▶ _Data extracted from a collection_
==*==

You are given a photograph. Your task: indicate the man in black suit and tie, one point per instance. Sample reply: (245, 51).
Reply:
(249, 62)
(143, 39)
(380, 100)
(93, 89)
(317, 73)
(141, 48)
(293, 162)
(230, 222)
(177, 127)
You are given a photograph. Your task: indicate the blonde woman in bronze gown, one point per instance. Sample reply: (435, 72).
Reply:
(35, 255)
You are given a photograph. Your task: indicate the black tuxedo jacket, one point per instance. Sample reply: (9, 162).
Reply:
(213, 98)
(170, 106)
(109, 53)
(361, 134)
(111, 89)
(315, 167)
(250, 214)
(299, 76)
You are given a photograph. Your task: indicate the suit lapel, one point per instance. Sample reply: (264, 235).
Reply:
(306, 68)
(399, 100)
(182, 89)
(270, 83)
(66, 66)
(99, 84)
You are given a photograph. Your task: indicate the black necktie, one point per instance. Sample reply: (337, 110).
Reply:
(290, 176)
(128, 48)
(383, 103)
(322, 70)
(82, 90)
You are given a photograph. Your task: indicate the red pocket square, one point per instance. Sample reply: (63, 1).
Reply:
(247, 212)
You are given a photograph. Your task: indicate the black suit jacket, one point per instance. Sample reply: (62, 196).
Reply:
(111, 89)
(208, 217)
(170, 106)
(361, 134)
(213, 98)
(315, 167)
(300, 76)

==*==

▶ _Assignment_
Please work out how many lines in the data include "suit"; write that number only.

▶ _Response area_
3